● **Selected passage**:

Content starts

I was diagnosed with diabetes in mid 2007. At the beginning of 2008 I started using an insulin pump. Recently I have been having trouble with my numbers high blood sugar. It just got me wondering what my blood sugar numbers would be like if i went a day without my pump. So at 9am I decided to take off my pump and just go through my day normally like I would. So I took it off and checke my blood sugar at the normal times I would if I was wearing the pump. My BG never went below 180. Thirty minutes after lunch by BG was 237. I finally got sick of having it so high all the time that I put my pump back on.
Of course your blood sugar would go high since you weren't getting insulin. If I disconnect my pump and ate my blood sugar would go to 500+ in no time.
I think sometimes we just need to do something like that to prove to ourselves "yep, we really don't make any insulin!". When I first got on the pump (and wasn't as quick to react to the possibility of site failure) I woke up one morning at 175 which is totally not normal for me. But I corrected and didn't test again till around noon (after breakfast but before lunch). At noon I was in the high 300s. I got the message then and promptly changed my set, but I was shocked at how high I went how fast. I now know I shouldn't be shocked by that at all, but at the time it really drove the reality of my D home to me.
I have a friend who has been quite depressed for awhile. She got on meds and the improvement in her mood was remarkable (though not surprising to me). Recently when I confronted her (from 3,000 miles away) about her worsened mood and asked if she had stopped taking her meds she admitted she had and was surprised at the results. But I think she had to do the "experiment" just to believe that. Hopefully she will be smart enough to only do that experiment once, though many people with Depression, let alone Bipolar Disorder have to do it repeatedly to "believe" they suffer from these conditions and that the meds really work.

Content ends

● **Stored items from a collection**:
Content starts

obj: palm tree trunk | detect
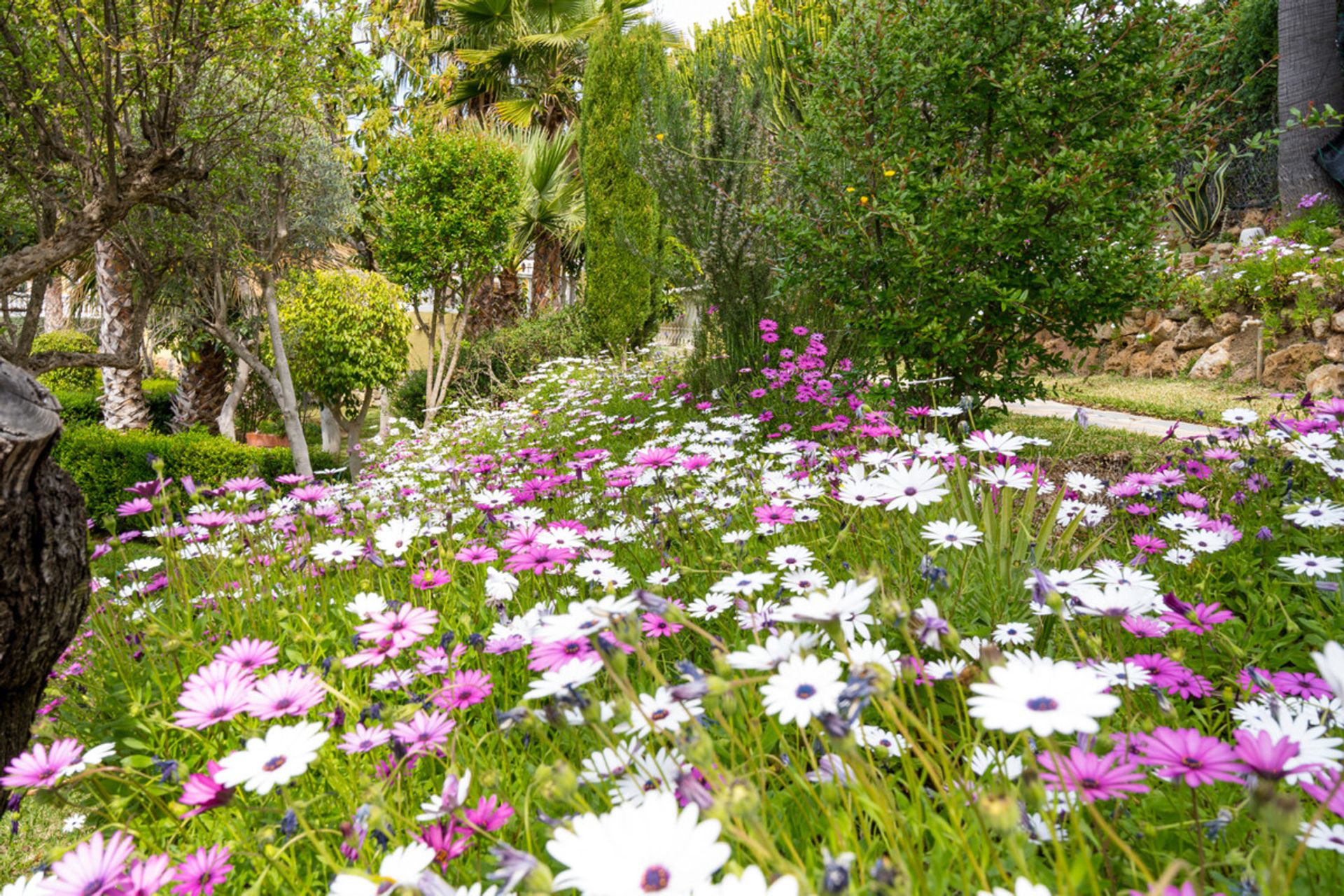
[218,357,251,442]
[1278,0,1344,214]
[532,232,563,314]
[172,342,228,434]
[42,272,70,333]
[94,238,149,430]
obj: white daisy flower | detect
[214,722,329,794]
[546,792,731,896]
[761,655,844,727]
[966,659,1119,738]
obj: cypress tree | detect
[580,4,666,358]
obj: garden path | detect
[1007,400,1218,440]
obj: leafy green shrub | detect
[580,16,666,355]
[451,305,601,400]
[32,329,102,391]
[48,379,177,433]
[1170,237,1344,333]
[393,370,428,424]
[51,426,342,523]
[779,0,1191,399]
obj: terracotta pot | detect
[247,433,289,447]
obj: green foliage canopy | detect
[778,0,1185,398]
[377,127,522,297]
[580,19,666,355]
[278,270,410,415]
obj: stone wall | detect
[1040,307,1344,395]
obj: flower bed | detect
[4,325,1344,896]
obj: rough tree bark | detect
[94,239,149,430]
[218,357,251,442]
[42,272,70,333]
[1278,0,1344,214]
[172,342,228,434]
[0,360,89,813]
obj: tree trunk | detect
[532,234,563,314]
[172,342,228,434]
[94,239,149,430]
[260,274,313,475]
[1278,0,1344,215]
[42,272,70,333]
[321,407,340,454]
[0,360,89,814]
[378,386,393,440]
[218,357,251,442]
[466,267,523,339]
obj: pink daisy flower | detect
[177,759,234,818]
[527,638,596,672]
[247,669,327,720]
[1160,602,1234,634]
[43,830,136,896]
[412,568,453,591]
[336,724,393,754]
[0,738,83,788]
[174,678,253,731]
[640,612,684,638]
[1140,727,1247,788]
[215,638,279,671]
[462,797,513,832]
[393,709,457,755]
[355,603,438,648]
[117,853,172,896]
[1233,728,1316,780]
[434,669,495,709]
[172,845,234,896]
[504,544,578,575]
[453,544,500,564]
[416,818,472,869]
[500,525,542,551]
[1040,747,1148,804]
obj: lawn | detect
[1046,373,1285,426]
[10,340,1344,896]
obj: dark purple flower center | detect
[640,865,672,893]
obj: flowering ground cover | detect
[3,321,1344,896]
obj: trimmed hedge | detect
[51,379,177,434]
[51,426,342,525]
[32,329,102,391]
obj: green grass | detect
[1046,374,1280,424]
[0,797,78,883]
[992,414,1161,459]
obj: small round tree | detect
[279,270,410,477]
[375,127,522,423]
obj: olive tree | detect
[277,270,410,477]
[374,127,522,424]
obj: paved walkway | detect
[1007,402,1217,438]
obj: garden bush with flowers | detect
[8,321,1344,896]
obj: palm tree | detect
[94,235,149,430]
[514,129,584,313]
[442,0,648,134]
[1278,0,1344,212]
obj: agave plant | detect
[1167,158,1233,247]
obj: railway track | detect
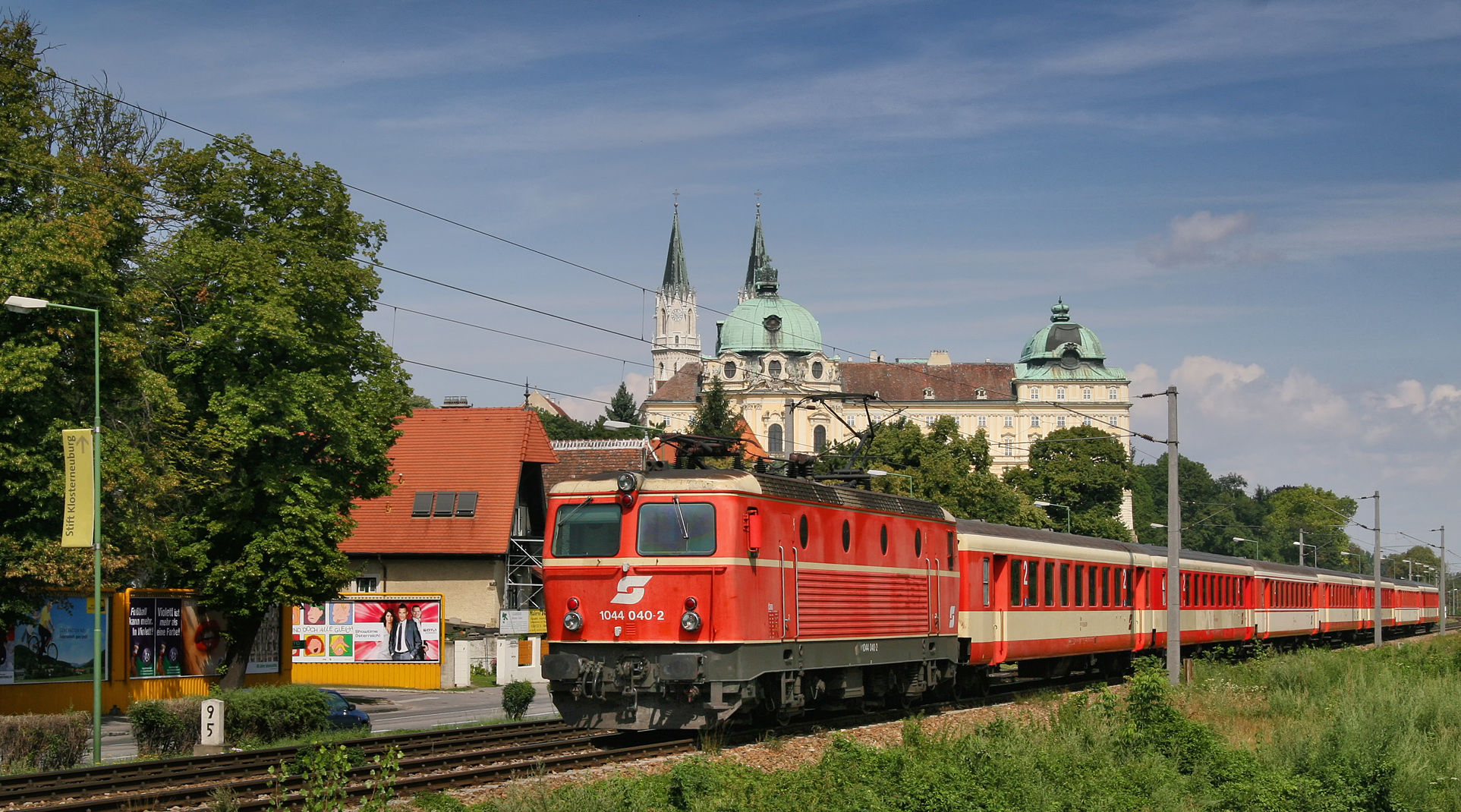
[0,669,1103,812]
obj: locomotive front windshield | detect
[553,502,624,558]
[638,502,716,555]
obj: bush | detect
[215,685,330,744]
[127,700,200,757]
[0,713,92,773]
[502,679,537,719]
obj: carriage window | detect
[553,502,624,558]
[637,502,716,555]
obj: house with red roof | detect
[341,408,558,628]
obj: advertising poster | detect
[294,596,441,663]
[127,596,279,679]
[0,597,108,685]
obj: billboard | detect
[127,596,279,679]
[294,594,441,663]
[0,597,107,685]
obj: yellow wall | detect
[0,590,291,714]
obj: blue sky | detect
[25,0,1461,546]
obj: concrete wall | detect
[351,556,507,628]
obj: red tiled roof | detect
[644,364,700,403]
[341,409,558,553]
[543,439,643,491]
[842,364,1014,403]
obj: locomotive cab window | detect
[553,502,624,558]
[638,502,716,555]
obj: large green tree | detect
[0,16,174,627]
[140,137,412,685]
[1005,426,1132,540]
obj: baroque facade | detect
[644,204,1132,526]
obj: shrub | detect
[0,713,92,771]
[127,700,200,757]
[502,679,537,719]
[216,685,330,744]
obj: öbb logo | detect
[609,575,654,603]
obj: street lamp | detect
[867,469,918,498]
[1034,501,1071,533]
[5,297,102,763]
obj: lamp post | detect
[5,297,102,763]
[1432,524,1447,634]
[1141,386,1182,685]
[867,469,918,499]
[1034,501,1071,533]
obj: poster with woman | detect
[294,596,441,663]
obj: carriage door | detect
[975,555,1017,666]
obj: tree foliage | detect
[1005,426,1132,540]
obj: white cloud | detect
[1138,212,1273,269]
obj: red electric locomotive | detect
[542,469,959,729]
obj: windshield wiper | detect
[675,496,690,539]
[556,496,593,525]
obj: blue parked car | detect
[320,688,370,730]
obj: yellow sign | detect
[61,428,96,548]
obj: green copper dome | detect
[716,292,821,354]
[1020,301,1106,364]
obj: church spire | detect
[660,200,690,298]
[741,200,779,301]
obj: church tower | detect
[650,203,700,395]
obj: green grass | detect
[403,638,1461,812]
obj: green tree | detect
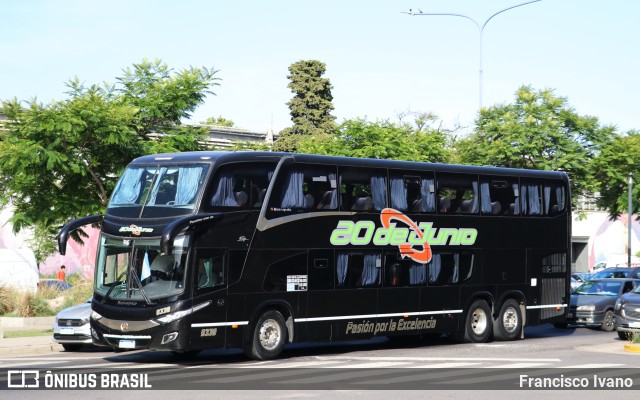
[0,60,217,253]
[200,117,235,128]
[593,130,640,218]
[298,119,449,162]
[456,86,614,200]
[276,60,336,147]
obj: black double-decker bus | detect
[59,152,571,359]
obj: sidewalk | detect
[0,335,64,357]
[0,317,63,356]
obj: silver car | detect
[53,298,92,351]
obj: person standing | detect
[57,265,67,281]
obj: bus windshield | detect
[94,236,189,301]
[107,164,208,218]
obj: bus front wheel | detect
[493,299,522,340]
[244,310,287,360]
[460,299,493,343]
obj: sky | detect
[0,0,640,132]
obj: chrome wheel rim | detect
[502,307,518,333]
[471,308,488,335]
[259,319,282,350]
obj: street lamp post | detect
[627,174,633,267]
[402,0,541,109]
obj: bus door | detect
[375,251,426,336]
[306,249,339,340]
[191,249,228,349]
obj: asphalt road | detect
[0,325,640,400]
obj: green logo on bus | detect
[330,208,478,264]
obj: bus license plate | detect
[118,340,136,349]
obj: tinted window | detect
[389,171,436,213]
[436,174,480,214]
[336,252,382,288]
[480,177,520,215]
[208,163,275,211]
[340,167,387,211]
[269,164,338,217]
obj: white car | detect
[53,298,92,351]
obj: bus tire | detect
[244,310,287,360]
[461,299,493,343]
[493,299,522,340]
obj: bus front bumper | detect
[91,317,189,351]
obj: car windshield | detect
[575,281,622,296]
[593,269,631,279]
[95,236,189,303]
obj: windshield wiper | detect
[104,268,129,301]
[131,269,155,306]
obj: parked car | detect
[53,298,92,351]
[38,279,71,292]
[567,278,640,332]
[571,274,586,292]
[614,287,640,340]
[591,267,640,279]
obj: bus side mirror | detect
[56,214,104,256]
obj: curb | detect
[0,339,64,356]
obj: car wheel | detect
[62,343,82,351]
[493,299,522,340]
[600,310,615,332]
[244,310,287,360]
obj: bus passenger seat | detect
[304,193,316,208]
[253,189,267,208]
[234,191,249,207]
[317,190,333,210]
[351,196,373,211]
[438,197,451,214]
[456,200,473,214]
[149,255,175,280]
[409,199,423,212]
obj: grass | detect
[627,332,640,344]
[4,329,53,339]
[0,274,93,317]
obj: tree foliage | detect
[280,60,335,141]
[200,117,235,128]
[456,86,614,203]
[298,119,449,162]
[593,131,640,218]
[0,60,217,252]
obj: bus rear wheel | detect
[244,310,287,360]
[493,299,522,340]
[460,299,493,343]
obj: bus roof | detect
[131,151,568,180]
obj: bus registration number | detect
[118,340,136,349]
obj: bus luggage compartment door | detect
[190,249,227,349]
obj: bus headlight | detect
[154,308,193,325]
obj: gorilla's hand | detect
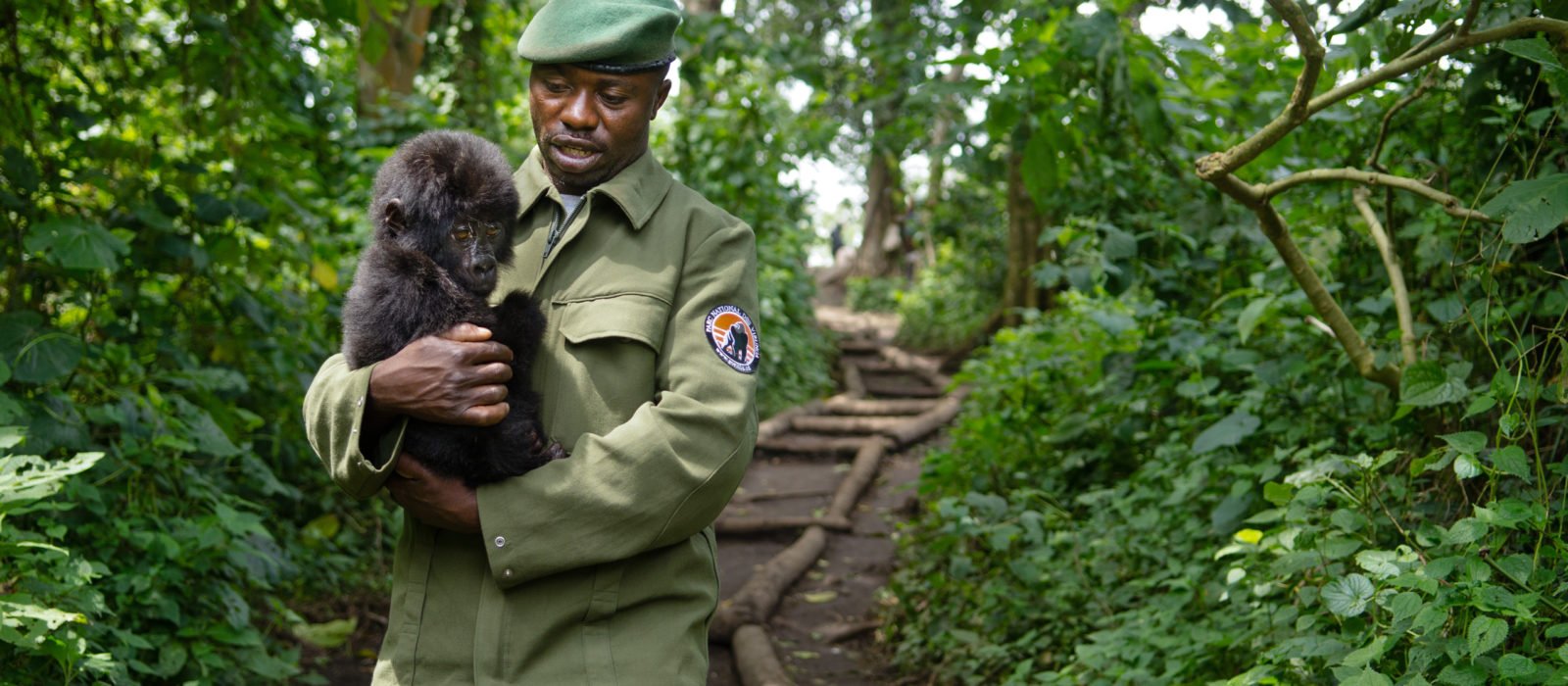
[387,453,480,534]
[367,324,512,434]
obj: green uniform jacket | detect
[304,150,758,686]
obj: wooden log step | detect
[839,361,865,398]
[758,401,828,440]
[860,374,944,398]
[839,338,881,353]
[708,526,828,642]
[823,395,941,416]
[790,416,911,434]
[825,437,891,523]
[888,387,969,448]
[758,434,865,454]
[713,515,853,534]
[731,623,795,686]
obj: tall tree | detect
[358,0,439,119]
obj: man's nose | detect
[562,91,599,130]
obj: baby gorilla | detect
[343,131,562,485]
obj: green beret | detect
[517,0,680,74]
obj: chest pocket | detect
[546,293,669,438]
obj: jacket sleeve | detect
[478,224,758,589]
[304,354,408,498]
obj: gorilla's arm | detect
[304,324,512,498]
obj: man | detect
[304,0,759,684]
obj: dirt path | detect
[709,307,956,686]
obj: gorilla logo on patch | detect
[703,306,758,374]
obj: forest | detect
[0,0,1568,686]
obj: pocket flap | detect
[562,293,669,351]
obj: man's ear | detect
[381,197,406,236]
[648,78,669,121]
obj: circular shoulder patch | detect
[703,306,759,374]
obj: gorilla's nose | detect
[473,257,496,278]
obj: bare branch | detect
[1367,68,1438,171]
[1198,17,1568,181]
[1400,19,1458,58]
[1460,0,1480,36]
[1350,186,1416,367]
[1310,18,1568,119]
[1259,168,1497,224]
[1198,0,1325,180]
[1209,173,1398,392]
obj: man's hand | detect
[366,324,512,435]
[387,453,480,534]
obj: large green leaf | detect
[1322,573,1375,617]
[1192,411,1262,454]
[1464,617,1508,658]
[22,218,130,270]
[11,330,83,384]
[1497,36,1568,73]
[0,453,104,513]
[1398,361,1469,408]
[1480,173,1568,243]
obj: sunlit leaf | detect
[1464,615,1508,658]
[1480,173,1568,243]
[1398,361,1469,408]
[1322,573,1375,617]
[11,330,83,384]
[24,218,130,270]
[1192,411,1262,454]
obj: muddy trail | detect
[709,306,961,686]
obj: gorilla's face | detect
[436,220,508,298]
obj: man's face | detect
[528,65,669,196]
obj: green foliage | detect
[654,14,834,416]
[897,230,1005,351]
[888,3,1568,684]
[844,275,904,312]
[0,0,831,683]
[0,444,116,683]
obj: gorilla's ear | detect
[381,197,406,236]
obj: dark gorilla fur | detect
[343,131,560,485]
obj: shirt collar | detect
[517,146,674,230]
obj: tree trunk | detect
[1002,139,1051,325]
[920,33,975,265]
[850,147,904,277]
[358,0,434,119]
[452,0,492,139]
[850,0,909,277]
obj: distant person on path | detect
[304,0,759,686]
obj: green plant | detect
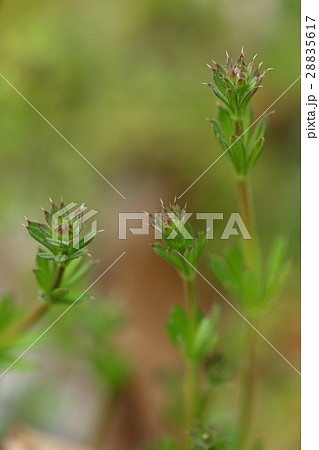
[151,201,219,450]
[0,202,97,365]
[208,50,290,448]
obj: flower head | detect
[204,49,270,117]
[26,200,98,262]
[151,199,206,279]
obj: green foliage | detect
[151,201,206,280]
[0,295,38,370]
[208,51,269,178]
[167,306,219,364]
[208,50,269,118]
[34,250,94,303]
[211,238,290,313]
[26,201,97,263]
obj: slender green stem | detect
[52,263,65,289]
[238,179,256,268]
[184,280,199,450]
[0,264,65,347]
[238,180,257,449]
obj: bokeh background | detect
[0,0,300,450]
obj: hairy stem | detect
[184,280,199,450]
[238,180,257,449]
[239,327,257,449]
[52,263,65,289]
[0,264,65,346]
[238,179,256,268]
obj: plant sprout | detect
[207,50,290,449]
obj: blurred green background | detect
[0,0,300,450]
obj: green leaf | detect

Content ends

● **Activity list**:
- 1) Write out the insulin pump discussion again, starting with "I have a friend" and going on through "meds really work.", and switch "meds" to "medication" throughout.
- 2) Pick up the insulin pump discussion after its final sentence and carry it on.

● **Results of the tasks**:
- 1)
I have a friend who has been quite depressed for awhile. She got on medication and the improvement in her mood was remarkable (though not surprising to me). Recently when I confronted her (from 3,000 miles away) about her worsened mood and asked if she had stopped taking her medication she admitted she had and was surprised at the results. But I think she had to do the "experiment" just to believe that. Hopefully she will be smart enough to only do that experiment once, though many people with Depression, let alone Bipolar Disorder have to do it repeatedly to "believe" they suffer from these conditions and that the medication really work.

- 2)
Fortunately, don't feel the need to repeat my experiment with lack of insulin delivery and hopefully you won't either, Ryan. I hope you resolve the problem of high blood sugar with insulin. Have you tried tweaking basals or your I:C ratios?
Wise move to put it back on. Been on a pump for five years, but I do know a few who went on a "pump vacation" for a weekend. Still have to MDI though. After all this time, I feel naked without the pump. I have never done such a thing, but sometimes when I shower and the sensor and inset need to be changed at the same time it's nice not have that stuff on me. Doesn't happen very often though. Take a pump vacation if you like, but you still have to inject. Oh well.
the insulin pump delivers fast acting insulin-- you should have (at the very least) taken precautions and taken a shot of long acting insulin.
Glad you got sick of high numbers. Now behave!